PROMPT: Report back every line below that carries the word "ornamental".

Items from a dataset
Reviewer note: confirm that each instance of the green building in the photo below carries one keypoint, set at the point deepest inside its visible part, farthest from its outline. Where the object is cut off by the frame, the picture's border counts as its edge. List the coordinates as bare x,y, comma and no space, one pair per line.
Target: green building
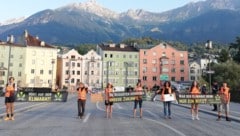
120,64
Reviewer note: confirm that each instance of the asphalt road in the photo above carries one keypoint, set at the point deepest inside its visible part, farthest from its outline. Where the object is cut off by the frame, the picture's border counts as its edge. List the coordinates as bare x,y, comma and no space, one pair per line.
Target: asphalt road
59,119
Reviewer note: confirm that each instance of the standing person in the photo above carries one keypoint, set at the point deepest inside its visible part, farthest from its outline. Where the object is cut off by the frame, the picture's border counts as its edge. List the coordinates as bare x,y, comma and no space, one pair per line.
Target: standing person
215,89
204,89
138,99
108,103
167,90
9,98
194,90
82,96
225,97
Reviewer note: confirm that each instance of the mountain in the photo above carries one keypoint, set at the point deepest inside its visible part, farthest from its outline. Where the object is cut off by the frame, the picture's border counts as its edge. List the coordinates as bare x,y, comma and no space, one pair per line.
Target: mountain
89,22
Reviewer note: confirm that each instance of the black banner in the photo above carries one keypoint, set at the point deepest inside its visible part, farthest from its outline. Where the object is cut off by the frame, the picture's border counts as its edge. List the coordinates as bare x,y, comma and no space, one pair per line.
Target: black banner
128,96
41,96
198,99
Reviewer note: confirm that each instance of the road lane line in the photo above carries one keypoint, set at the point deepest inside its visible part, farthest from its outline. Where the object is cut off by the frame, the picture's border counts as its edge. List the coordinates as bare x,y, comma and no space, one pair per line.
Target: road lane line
24,108
118,106
157,122
86,118
152,114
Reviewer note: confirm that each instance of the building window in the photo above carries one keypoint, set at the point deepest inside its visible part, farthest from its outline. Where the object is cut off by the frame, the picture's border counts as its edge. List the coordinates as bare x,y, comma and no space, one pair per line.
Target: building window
144,61
145,52
173,70
192,77
73,57
32,71
182,78
66,64
72,80
182,70
41,72
154,78
73,64
154,61
19,74
181,55
154,69
165,70
182,62
67,72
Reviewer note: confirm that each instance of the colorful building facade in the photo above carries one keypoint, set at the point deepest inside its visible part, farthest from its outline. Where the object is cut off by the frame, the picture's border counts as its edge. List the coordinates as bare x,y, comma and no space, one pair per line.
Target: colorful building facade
163,62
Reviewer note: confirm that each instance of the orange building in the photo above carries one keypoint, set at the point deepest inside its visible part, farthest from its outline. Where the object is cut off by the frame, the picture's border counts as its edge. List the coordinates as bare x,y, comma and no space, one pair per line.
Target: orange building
163,62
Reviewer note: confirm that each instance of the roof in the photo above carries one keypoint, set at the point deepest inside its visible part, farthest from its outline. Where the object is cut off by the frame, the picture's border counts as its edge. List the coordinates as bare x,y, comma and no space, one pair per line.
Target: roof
33,41
126,48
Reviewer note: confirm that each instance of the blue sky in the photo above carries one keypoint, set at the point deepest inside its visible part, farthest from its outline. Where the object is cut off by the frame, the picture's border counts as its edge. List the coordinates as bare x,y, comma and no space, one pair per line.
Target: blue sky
23,8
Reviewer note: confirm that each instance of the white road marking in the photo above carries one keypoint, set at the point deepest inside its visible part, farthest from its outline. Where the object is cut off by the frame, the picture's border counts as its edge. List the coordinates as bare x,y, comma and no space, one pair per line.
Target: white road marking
86,118
165,125
118,106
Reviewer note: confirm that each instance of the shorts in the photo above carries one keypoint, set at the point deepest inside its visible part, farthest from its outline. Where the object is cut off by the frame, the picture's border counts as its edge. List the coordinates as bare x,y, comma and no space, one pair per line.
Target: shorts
9,99
136,103
224,106
108,103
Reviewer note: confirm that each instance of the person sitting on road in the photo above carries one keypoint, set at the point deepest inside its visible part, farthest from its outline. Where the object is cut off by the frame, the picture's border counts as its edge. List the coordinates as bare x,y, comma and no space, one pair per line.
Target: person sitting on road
138,100
225,97
9,98
82,96
108,103
194,90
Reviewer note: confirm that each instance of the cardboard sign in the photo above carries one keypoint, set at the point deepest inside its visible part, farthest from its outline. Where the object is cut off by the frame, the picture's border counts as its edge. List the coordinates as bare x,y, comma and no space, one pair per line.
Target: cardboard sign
169,97
199,99
97,97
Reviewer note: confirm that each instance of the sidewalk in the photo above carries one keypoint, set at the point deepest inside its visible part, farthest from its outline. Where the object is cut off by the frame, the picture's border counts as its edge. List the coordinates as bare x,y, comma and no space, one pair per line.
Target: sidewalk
207,108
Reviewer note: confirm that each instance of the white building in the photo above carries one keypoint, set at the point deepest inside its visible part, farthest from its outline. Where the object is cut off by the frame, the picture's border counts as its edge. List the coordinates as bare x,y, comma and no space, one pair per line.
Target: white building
74,68
31,62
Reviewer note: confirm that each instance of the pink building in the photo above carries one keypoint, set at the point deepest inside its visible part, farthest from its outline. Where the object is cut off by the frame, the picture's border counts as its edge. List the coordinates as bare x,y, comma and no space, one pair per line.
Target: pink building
163,62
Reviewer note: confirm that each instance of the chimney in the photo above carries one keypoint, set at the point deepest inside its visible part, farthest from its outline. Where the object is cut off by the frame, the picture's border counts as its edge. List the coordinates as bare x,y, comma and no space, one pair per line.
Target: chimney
112,45
122,45
25,33
42,44
10,39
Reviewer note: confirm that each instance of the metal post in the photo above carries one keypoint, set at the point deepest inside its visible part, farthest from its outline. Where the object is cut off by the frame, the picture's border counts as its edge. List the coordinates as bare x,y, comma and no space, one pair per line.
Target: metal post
208,47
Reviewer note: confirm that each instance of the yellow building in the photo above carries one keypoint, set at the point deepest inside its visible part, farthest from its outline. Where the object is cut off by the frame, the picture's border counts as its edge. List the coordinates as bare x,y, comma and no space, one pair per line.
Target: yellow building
31,61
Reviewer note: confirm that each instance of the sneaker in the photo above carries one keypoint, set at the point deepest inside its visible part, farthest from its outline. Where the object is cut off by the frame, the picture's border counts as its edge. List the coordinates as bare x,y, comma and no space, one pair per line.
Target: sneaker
6,118
12,118
227,119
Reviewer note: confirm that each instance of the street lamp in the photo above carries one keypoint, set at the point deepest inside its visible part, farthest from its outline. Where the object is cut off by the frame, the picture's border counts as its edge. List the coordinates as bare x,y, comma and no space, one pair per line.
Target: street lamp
208,46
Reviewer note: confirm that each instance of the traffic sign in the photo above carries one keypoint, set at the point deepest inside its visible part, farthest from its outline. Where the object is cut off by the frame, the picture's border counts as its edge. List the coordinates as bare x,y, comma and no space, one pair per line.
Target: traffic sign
164,77
210,72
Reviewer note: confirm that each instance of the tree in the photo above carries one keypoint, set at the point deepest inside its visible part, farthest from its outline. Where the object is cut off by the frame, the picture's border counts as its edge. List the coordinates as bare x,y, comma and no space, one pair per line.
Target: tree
236,47
223,56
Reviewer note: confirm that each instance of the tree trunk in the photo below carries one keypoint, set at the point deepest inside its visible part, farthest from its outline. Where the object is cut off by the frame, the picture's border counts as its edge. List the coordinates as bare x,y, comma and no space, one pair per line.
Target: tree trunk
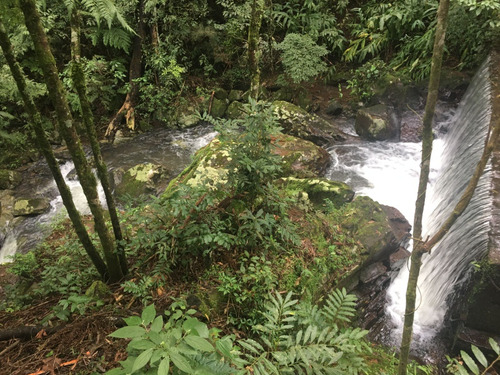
57,96
44,146
253,47
127,109
78,77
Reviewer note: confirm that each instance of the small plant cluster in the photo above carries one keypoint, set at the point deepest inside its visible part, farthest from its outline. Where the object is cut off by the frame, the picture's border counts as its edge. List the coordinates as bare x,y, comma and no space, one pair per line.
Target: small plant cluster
295,338
471,365
363,80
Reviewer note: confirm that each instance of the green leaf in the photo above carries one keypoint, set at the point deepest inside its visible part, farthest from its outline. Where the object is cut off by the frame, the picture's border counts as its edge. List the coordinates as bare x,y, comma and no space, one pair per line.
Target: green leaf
148,314
141,344
479,355
181,362
494,345
128,332
470,362
157,324
199,343
164,366
142,360
224,346
193,324
133,321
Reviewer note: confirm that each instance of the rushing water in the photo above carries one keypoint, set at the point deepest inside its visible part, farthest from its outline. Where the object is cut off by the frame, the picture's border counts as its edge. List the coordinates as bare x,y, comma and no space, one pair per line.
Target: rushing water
170,148
388,172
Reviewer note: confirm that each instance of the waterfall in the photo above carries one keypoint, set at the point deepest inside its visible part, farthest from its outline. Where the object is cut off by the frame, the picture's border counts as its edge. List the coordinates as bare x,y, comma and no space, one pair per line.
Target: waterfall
449,265
388,173
170,148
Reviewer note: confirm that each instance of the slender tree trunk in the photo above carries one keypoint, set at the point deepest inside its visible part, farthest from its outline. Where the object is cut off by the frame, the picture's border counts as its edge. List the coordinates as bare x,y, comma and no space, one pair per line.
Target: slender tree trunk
253,46
44,146
57,96
78,77
127,109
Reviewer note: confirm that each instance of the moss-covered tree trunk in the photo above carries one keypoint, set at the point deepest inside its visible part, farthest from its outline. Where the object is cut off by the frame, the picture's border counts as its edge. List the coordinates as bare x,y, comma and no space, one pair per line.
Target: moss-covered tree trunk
44,146
79,84
253,46
127,109
57,96
422,246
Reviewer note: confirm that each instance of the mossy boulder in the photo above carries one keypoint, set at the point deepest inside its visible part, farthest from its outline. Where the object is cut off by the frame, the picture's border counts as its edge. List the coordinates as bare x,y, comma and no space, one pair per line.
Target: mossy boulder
320,189
300,158
235,95
31,206
376,123
6,204
378,228
235,110
299,123
9,179
218,108
220,93
140,179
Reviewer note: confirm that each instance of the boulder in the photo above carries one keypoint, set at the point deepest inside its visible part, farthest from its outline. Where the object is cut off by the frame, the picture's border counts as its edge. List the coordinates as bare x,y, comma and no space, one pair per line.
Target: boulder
334,108
376,228
299,123
218,108
30,206
376,123
9,179
301,159
140,179
6,203
188,120
220,93
235,110
235,95
319,189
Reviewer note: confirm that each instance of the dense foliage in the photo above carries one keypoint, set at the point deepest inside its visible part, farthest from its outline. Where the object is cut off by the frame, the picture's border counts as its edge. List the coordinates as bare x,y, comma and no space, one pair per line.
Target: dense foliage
189,43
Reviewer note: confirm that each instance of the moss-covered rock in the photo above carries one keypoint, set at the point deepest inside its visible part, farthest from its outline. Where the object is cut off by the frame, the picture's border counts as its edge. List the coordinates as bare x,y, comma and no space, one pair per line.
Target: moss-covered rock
218,108
301,159
319,189
31,206
9,179
299,123
140,179
376,123
235,110
235,95
220,93
370,225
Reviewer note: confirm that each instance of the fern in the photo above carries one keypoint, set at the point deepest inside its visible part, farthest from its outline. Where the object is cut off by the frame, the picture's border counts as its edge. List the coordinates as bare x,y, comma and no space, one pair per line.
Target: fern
296,343
472,365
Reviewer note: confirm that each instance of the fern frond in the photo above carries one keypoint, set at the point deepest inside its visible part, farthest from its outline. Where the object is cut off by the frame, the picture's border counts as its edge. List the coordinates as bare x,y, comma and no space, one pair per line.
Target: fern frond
339,306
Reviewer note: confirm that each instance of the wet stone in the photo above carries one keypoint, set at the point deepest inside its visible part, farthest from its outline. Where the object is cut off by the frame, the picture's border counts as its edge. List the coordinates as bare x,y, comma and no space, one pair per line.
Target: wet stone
371,272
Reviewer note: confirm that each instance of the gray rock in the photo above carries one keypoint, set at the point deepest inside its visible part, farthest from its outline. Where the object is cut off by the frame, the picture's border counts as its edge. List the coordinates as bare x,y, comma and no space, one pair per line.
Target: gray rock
299,123
235,95
376,123
31,206
235,110
9,179
334,108
218,108
372,272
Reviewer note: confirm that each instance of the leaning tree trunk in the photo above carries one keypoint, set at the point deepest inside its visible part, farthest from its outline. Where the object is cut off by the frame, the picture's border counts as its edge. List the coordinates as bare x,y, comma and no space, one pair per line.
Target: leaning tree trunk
253,47
78,77
127,109
44,146
57,96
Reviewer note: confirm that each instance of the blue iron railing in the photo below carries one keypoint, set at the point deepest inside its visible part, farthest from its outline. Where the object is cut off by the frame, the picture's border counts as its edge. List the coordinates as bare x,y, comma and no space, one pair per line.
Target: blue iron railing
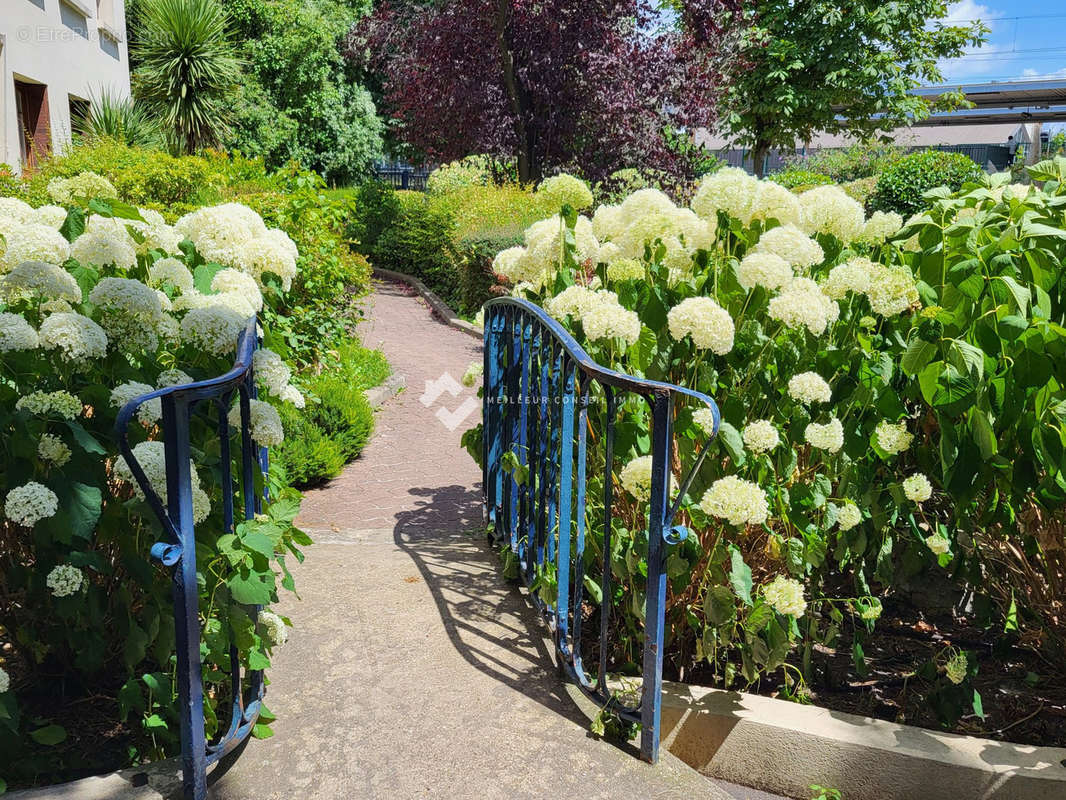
178,552
538,406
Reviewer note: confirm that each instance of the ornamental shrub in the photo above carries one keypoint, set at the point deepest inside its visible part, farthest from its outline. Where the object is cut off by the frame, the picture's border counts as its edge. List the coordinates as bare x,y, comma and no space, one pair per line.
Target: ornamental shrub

ANSWER SPACE:
Reviewer note: confirm that each instance of the ornamental shrub in the photo above carries one keypoint, set at the point deepest inside its visible part, farthest from its outline. Where the object is cut off by the frame, the picture's border counts as its edge. List the coordinates as bare x,y, comma and no space, one pair per line.
Target: ornamental shrub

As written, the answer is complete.